§ WHAT TO WORK ON
**A)** Answer these from the text on Y. B. Rowdy:
(i) Where was he buried?
(ii) What rank did he hold?
(iii) For his actions in which campaign, and in what month and year, did he receive the Medal of Honor?
**B)** Reproduce a passage from the text on Y. B. Rowdy. Begin at the words "- Born: c. 1862" and stop after "Honor recipient (1862–1893)".

§ TEXT TO READ
-=-=-=-=-

- Born: c. 1862 Arizona
- Died: March 29, 1893 Miami, Arizona
- Place of burial: Santa Fe National Cemetery, Santa Fe, New Mexico
- Allegiance: United States of America
- Branch: United States Army
- Rank: Sergeant
- Unit: United States Army Indian scouts
- Conflicts: Apache Wars Cherry Creek Campaign;
- Awards: Medal of Honor

= Y. B. Rowdy =

US Army Medal of Honor recipient (1862–1893)

Yuma William "Bill" Rowdy (c. 1862 – March 29, 1893) was a United States Army Indian scout and a recipient of the United States military's highest decoration—the Medal of Honor—for his actions during the March 1890 Cherry Creek Campaign in the Arizona Territory.

-=-=-=-=-

§ EXTRACTED INFORMATION

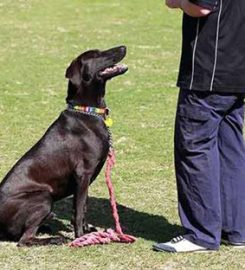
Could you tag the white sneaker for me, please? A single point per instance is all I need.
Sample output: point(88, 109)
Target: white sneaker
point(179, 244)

-=-=-=-=-

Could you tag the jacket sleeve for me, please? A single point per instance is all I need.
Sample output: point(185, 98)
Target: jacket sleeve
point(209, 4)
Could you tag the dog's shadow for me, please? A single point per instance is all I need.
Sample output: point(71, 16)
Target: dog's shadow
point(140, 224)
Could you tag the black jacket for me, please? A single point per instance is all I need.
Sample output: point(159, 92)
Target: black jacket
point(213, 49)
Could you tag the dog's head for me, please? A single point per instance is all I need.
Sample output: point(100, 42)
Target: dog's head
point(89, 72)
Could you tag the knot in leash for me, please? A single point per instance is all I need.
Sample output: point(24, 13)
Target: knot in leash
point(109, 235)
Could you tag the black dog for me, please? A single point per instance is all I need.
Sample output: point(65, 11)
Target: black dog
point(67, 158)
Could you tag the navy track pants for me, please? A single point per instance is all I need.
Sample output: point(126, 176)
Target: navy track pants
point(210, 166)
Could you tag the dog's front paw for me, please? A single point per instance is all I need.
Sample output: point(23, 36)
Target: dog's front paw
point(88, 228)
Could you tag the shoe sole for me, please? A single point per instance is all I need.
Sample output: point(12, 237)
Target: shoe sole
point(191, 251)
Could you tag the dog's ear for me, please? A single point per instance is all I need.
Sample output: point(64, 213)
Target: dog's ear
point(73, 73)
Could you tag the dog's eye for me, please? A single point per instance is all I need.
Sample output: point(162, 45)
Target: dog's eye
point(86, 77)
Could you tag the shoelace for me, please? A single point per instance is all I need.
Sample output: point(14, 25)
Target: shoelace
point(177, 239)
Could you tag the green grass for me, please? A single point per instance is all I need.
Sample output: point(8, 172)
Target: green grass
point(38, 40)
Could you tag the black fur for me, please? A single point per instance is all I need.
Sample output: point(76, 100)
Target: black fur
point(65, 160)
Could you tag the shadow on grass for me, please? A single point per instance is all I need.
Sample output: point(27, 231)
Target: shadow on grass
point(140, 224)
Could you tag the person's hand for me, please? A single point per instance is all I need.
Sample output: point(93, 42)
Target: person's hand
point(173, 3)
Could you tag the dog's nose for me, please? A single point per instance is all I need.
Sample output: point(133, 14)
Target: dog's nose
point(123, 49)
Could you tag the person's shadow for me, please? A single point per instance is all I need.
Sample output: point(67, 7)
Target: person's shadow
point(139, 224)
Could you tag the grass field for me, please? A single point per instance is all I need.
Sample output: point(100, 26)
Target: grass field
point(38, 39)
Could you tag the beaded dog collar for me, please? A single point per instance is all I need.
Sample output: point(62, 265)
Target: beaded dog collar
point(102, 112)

-=-=-=-=-

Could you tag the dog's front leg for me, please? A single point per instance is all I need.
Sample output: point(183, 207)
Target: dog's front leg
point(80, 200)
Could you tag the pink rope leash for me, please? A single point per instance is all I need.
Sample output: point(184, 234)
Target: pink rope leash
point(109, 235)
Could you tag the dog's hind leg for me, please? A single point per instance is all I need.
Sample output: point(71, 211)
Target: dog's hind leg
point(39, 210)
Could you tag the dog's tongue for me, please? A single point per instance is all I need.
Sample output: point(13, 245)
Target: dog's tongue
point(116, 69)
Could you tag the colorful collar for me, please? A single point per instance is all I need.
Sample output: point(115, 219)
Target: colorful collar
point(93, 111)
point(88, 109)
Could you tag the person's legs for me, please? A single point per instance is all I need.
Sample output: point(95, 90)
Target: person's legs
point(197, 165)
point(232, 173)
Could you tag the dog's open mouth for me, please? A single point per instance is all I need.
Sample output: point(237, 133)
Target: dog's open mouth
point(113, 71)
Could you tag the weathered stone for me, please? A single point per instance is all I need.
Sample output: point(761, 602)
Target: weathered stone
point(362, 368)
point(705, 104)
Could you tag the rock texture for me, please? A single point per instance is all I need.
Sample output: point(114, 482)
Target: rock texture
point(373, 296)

-=-=-=-=-

§ RESPONSES
**A)**
(i) Santa Fe National Cemetery, Santa Fe, New Mexico
(ii) Sergeant
(iii) The Cherry Creek Campaign in the Arizona Territory, March 1890

**B)**
- Born: c. 1862 Arizona
- Died: March 29, 1893 Miami, Arizona
- Place of burial: Santa Fe National Cemetery, Santa Fe, New Mexico
- Allegiance: United States of America
- Branch: United States Army
- Rank: Sergeant
- Unit: United States Army Indian scouts
- Conflicts: Apache Wars Cherry Creek Campaign;
- Awards: Medal of Honor

= Y. B. Rowdy =

US Army Medal of Honor recipient (1862–1893)